[Rows from a pointing dataset]
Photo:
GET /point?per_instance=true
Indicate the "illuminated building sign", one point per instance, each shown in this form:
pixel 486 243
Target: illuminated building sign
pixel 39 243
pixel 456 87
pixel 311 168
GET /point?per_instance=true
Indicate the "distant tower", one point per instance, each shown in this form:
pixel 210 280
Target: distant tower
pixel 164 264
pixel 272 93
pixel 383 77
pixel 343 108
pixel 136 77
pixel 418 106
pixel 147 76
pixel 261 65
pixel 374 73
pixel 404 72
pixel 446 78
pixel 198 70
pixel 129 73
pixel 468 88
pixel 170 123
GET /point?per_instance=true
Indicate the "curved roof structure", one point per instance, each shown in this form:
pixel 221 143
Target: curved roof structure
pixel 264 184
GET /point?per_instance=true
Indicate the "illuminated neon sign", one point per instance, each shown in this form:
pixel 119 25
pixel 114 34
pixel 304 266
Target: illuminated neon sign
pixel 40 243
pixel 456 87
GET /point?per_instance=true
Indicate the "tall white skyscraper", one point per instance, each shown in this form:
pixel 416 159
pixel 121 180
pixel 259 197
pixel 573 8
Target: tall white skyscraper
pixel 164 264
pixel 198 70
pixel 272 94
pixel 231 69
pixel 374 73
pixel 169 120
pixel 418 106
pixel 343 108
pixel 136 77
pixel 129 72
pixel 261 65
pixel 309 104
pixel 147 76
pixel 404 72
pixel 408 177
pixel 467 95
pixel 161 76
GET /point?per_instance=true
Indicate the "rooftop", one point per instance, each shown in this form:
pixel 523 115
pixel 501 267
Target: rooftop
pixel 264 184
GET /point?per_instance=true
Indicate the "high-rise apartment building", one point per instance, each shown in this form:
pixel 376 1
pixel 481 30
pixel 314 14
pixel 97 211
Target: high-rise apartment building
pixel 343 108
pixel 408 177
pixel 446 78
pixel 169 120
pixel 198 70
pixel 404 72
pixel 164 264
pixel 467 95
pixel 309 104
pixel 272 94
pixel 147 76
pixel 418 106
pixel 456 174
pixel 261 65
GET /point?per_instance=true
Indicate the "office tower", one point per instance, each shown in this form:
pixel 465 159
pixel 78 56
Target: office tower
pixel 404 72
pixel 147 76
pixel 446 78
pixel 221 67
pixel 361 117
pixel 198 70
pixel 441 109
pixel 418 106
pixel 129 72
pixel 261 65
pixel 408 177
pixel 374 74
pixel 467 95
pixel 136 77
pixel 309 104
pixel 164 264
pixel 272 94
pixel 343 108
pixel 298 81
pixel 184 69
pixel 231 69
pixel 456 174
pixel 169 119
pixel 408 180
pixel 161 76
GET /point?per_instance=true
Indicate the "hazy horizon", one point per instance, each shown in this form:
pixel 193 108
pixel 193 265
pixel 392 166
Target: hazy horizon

Exercise goal: Copy the data from its first line through the line containing "pixel 311 168", replacing "illuminated" with "lighted" and leaving everything else unchanged.

Full response:
Photo:
GET /point?per_instance=true
Indicate the "lighted building sign", one point per instance, each shown in this form:
pixel 486 243
Target: lighted building sign
pixel 39 243
pixel 456 87
pixel 311 168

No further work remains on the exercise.